Point labeling dataset excerpts:
§ §
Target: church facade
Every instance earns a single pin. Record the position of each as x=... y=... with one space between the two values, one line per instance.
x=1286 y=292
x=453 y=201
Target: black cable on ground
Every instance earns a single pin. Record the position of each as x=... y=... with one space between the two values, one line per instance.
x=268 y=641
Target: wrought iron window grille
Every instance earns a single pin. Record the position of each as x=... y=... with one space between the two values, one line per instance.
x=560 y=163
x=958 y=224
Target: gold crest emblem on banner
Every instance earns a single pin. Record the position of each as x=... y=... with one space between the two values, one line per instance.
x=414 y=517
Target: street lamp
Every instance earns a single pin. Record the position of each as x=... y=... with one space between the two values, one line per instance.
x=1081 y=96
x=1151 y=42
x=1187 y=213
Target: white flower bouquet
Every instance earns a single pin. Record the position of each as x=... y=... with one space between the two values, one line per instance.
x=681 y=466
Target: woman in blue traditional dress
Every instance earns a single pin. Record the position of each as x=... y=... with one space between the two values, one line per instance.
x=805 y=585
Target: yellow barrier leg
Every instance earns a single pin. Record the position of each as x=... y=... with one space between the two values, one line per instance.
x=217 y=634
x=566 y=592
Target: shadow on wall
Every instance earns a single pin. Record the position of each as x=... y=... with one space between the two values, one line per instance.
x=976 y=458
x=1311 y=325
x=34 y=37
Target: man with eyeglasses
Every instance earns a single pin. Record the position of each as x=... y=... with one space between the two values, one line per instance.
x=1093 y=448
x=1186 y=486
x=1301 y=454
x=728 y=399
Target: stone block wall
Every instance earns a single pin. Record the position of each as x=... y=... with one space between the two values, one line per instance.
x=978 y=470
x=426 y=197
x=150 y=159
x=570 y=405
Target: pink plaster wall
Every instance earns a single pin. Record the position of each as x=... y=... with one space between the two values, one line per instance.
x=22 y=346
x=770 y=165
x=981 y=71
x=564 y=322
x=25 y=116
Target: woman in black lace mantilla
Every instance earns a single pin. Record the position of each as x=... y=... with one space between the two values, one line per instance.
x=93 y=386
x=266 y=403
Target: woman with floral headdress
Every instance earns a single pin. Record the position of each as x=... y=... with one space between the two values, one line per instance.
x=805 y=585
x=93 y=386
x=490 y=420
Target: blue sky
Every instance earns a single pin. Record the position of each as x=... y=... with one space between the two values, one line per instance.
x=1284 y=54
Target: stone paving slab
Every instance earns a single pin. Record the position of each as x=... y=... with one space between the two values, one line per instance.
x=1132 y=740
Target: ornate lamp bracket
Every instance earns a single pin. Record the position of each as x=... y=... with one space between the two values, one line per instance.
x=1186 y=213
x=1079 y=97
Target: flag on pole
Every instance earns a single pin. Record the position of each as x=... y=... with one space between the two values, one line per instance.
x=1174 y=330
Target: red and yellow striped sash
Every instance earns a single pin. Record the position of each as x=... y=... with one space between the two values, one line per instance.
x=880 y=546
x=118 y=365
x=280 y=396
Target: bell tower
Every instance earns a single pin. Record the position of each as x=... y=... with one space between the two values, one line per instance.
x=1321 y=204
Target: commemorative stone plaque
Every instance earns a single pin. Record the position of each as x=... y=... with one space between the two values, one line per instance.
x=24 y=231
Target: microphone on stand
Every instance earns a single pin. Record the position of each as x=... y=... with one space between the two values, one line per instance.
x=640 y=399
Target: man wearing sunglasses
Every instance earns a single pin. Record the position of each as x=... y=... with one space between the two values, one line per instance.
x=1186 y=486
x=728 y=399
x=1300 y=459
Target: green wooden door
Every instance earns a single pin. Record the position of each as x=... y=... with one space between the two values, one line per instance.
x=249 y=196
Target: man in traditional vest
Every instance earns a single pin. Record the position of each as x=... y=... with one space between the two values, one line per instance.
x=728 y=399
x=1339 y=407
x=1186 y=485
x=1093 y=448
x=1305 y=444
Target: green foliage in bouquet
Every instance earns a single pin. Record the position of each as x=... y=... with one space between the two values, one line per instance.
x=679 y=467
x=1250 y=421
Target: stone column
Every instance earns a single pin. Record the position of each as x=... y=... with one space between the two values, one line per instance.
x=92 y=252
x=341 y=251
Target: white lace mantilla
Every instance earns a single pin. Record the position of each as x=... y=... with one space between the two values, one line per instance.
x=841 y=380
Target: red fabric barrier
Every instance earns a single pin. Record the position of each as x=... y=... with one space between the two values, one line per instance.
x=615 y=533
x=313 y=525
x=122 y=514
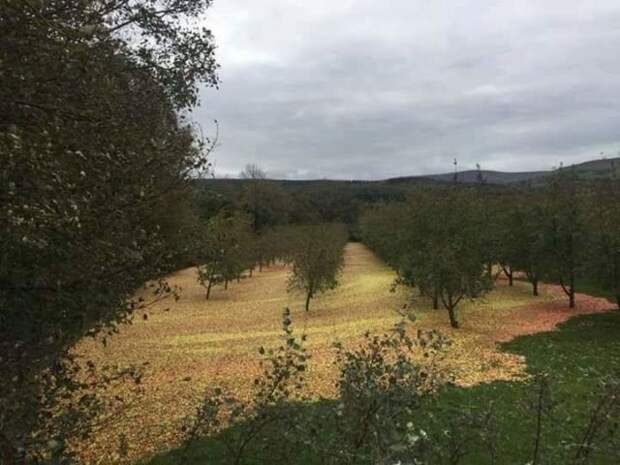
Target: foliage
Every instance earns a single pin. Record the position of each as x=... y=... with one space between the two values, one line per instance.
x=603 y=219
x=568 y=415
x=227 y=250
x=566 y=230
x=436 y=242
x=317 y=258
x=95 y=162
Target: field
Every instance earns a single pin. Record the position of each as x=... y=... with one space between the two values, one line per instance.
x=193 y=343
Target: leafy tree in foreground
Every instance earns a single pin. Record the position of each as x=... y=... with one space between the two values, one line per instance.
x=317 y=258
x=94 y=156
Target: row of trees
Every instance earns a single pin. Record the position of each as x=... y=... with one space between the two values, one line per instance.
x=448 y=240
x=228 y=247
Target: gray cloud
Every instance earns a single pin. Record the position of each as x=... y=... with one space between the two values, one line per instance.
x=366 y=89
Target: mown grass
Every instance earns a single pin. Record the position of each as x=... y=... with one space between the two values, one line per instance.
x=583 y=351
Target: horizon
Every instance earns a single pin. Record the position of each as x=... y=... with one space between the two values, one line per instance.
x=430 y=175
x=513 y=87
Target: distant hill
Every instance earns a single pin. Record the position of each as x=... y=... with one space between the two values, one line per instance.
x=595 y=169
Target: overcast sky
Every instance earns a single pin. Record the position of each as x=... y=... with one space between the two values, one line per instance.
x=360 y=89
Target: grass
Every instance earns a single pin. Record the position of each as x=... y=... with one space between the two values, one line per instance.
x=569 y=355
x=193 y=344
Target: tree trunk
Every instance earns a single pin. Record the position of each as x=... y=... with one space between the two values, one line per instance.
x=209 y=288
x=508 y=272
x=453 y=321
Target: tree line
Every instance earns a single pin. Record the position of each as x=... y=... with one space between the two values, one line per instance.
x=450 y=241
x=228 y=249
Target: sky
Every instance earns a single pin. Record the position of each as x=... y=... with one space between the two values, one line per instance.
x=360 y=89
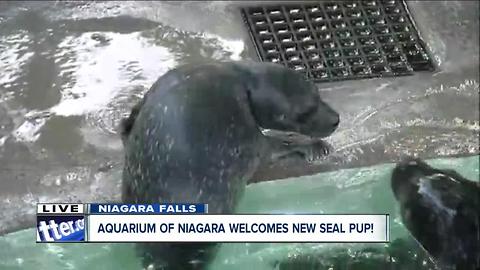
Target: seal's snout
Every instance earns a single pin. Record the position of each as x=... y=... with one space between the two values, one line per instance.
x=335 y=120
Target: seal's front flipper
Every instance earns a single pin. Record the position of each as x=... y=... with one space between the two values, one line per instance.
x=308 y=152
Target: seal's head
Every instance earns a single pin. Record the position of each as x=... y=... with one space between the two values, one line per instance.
x=441 y=210
x=282 y=99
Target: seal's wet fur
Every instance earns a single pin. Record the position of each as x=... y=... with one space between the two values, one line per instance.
x=441 y=209
x=196 y=137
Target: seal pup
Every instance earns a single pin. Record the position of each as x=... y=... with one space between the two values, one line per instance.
x=196 y=137
x=441 y=209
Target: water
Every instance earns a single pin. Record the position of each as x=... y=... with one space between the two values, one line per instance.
x=70 y=70
x=364 y=190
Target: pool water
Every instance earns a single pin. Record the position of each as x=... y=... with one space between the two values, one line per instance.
x=363 y=190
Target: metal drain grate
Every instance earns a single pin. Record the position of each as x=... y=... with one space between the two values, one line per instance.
x=339 y=40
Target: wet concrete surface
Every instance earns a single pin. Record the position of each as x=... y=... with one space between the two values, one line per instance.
x=69 y=71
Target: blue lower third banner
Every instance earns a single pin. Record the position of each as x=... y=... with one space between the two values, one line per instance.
x=61 y=228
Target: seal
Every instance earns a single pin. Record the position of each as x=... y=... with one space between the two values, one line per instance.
x=441 y=210
x=196 y=137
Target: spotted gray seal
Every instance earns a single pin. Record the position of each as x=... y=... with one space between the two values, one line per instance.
x=441 y=209
x=196 y=137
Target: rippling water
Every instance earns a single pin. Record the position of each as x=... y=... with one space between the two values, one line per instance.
x=70 y=70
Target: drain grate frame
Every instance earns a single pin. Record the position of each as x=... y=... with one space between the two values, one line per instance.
x=342 y=40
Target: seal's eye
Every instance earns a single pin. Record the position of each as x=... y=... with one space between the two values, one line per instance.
x=303 y=117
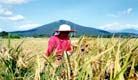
§ §
Arrange the records starting at the line containing "Target: distant hill" and ending at the line containing "x=228 y=249" as a numbered list, leaving out any blank lines.

Correct answer:
1. Target: distant hill
2. Every instance earns a single pin. Record the position of each as x=... y=... with one space between the two values, one line per instance.
3. x=595 y=169
4. Target: overcast sky
5. Every instance earns a single pin. Record the position of each as x=... y=... with one space between the two values, one line per instance.
6. x=360 y=89
7. Target: grass
8. Every instance earns a single pin. Record the position of each as x=... y=... with one space between the two values, one line per instance.
9. x=569 y=355
10. x=193 y=344
11. Target: tree trunk
12. Every instance earns a single pin. Record the position of each as x=... y=... with one space between the two values, one line per instance.
13. x=209 y=288
14. x=508 y=272
15. x=453 y=321
16. Target: tree line
17. Every instance earns a single pin. Record the position of each as x=... y=... with one space between the two values, one line per instance.
18. x=450 y=241
19. x=228 y=249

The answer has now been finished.